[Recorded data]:
BEGIN

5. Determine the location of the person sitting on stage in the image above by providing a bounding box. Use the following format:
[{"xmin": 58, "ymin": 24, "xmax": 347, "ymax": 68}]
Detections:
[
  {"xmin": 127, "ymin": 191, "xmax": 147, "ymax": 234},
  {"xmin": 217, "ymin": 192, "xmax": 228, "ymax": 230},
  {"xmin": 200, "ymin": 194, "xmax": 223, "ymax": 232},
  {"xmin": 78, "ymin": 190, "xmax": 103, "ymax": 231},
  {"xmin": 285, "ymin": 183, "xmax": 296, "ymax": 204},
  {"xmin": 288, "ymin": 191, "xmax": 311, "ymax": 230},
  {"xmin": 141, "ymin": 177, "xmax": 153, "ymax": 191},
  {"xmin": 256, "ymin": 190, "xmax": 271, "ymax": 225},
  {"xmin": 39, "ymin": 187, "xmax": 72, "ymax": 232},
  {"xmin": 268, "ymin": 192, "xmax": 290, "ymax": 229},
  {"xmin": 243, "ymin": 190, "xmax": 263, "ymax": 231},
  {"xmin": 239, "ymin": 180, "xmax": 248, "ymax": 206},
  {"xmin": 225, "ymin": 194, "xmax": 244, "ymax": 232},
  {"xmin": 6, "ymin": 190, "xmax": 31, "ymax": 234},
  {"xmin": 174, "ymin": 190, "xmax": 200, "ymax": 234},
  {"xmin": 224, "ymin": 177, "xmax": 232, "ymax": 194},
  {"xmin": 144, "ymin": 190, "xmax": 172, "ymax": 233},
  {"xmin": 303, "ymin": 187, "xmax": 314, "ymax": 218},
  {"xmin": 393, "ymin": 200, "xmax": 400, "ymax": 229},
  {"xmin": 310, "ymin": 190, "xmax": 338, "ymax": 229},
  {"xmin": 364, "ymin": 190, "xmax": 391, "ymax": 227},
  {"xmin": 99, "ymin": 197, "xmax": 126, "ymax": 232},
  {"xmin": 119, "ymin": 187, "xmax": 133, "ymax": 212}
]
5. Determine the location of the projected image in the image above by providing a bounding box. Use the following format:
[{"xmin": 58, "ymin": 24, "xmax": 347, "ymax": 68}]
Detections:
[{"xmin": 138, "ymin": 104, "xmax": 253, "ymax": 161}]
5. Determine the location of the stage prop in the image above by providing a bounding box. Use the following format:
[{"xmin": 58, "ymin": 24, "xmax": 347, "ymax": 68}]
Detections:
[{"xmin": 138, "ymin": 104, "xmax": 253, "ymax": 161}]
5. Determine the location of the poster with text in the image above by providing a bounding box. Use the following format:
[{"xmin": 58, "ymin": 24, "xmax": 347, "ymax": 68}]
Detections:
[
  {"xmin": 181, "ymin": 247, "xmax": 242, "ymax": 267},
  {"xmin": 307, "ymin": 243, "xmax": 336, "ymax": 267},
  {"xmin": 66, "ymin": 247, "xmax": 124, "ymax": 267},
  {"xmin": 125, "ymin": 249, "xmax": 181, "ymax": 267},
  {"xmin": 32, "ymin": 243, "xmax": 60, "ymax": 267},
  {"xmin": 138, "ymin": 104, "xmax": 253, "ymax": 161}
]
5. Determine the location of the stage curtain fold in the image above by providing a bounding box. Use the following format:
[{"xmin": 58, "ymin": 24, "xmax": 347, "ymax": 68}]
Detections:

END

[PROBLEM DETAILS]: Please swap "Detections" for "Results" in every line of the material above, leaving everything else unchanged.

[RESPONSE FOR THIS EXERCISE]:
5. Determine the location of the person sitting on stage in the image above by providing a bounding box. Use the following format:
[{"xmin": 58, "ymin": 24, "xmax": 347, "ymax": 68}]
Results:
[
  {"xmin": 127, "ymin": 191, "xmax": 147, "ymax": 234},
  {"xmin": 217, "ymin": 192, "xmax": 228, "ymax": 230},
  {"xmin": 200, "ymin": 194, "xmax": 223, "ymax": 232},
  {"xmin": 78, "ymin": 190, "xmax": 103, "ymax": 231},
  {"xmin": 285, "ymin": 183, "xmax": 296, "ymax": 204},
  {"xmin": 288, "ymin": 191, "xmax": 311, "ymax": 230},
  {"xmin": 141, "ymin": 177, "xmax": 153, "ymax": 191},
  {"xmin": 256, "ymin": 190, "xmax": 271, "ymax": 225},
  {"xmin": 39, "ymin": 187, "xmax": 72, "ymax": 232},
  {"xmin": 268, "ymin": 192, "xmax": 290, "ymax": 229},
  {"xmin": 243, "ymin": 190, "xmax": 263, "ymax": 231},
  {"xmin": 239, "ymin": 180, "xmax": 248, "ymax": 206},
  {"xmin": 225, "ymin": 194, "xmax": 244, "ymax": 232},
  {"xmin": 6, "ymin": 190, "xmax": 31, "ymax": 234},
  {"xmin": 174, "ymin": 190, "xmax": 200, "ymax": 234},
  {"xmin": 224, "ymin": 177, "xmax": 232, "ymax": 194},
  {"xmin": 144, "ymin": 190, "xmax": 172, "ymax": 233},
  {"xmin": 303, "ymin": 187, "xmax": 314, "ymax": 218},
  {"xmin": 393, "ymin": 200, "xmax": 400, "ymax": 229},
  {"xmin": 310, "ymin": 190, "xmax": 338, "ymax": 229},
  {"xmin": 364, "ymin": 190, "xmax": 391, "ymax": 227},
  {"xmin": 99, "ymin": 197, "xmax": 126, "ymax": 232},
  {"xmin": 119, "ymin": 187, "xmax": 133, "ymax": 212}
]
5. Determine the location of the projected image in the image above by providing a bounding box. Use the following format:
[{"xmin": 58, "ymin": 24, "xmax": 347, "ymax": 68}]
Results:
[{"xmin": 138, "ymin": 104, "xmax": 253, "ymax": 161}]
5. Determine the location of the stage prop in the image above by providing a bounding box. Use the following format:
[{"xmin": 58, "ymin": 24, "xmax": 347, "ymax": 68}]
Results:
[{"xmin": 138, "ymin": 104, "xmax": 253, "ymax": 161}]
5. Determine the location of the poster with text in the image above by providing a bounding box. Use the following format:
[{"xmin": 58, "ymin": 24, "xmax": 347, "ymax": 68}]
Results:
[
  {"xmin": 181, "ymin": 247, "xmax": 242, "ymax": 267},
  {"xmin": 307, "ymin": 243, "xmax": 336, "ymax": 267},
  {"xmin": 66, "ymin": 247, "xmax": 124, "ymax": 267},
  {"xmin": 125, "ymin": 249, "xmax": 181, "ymax": 267},
  {"xmin": 32, "ymin": 243, "xmax": 60, "ymax": 267},
  {"xmin": 138, "ymin": 104, "xmax": 253, "ymax": 161}
]
5. Determine the location of the stage curtain fold in the image above by providing a bounding box. Use the following format:
[{"xmin": 58, "ymin": 24, "xmax": 347, "ymax": 68}]
Results:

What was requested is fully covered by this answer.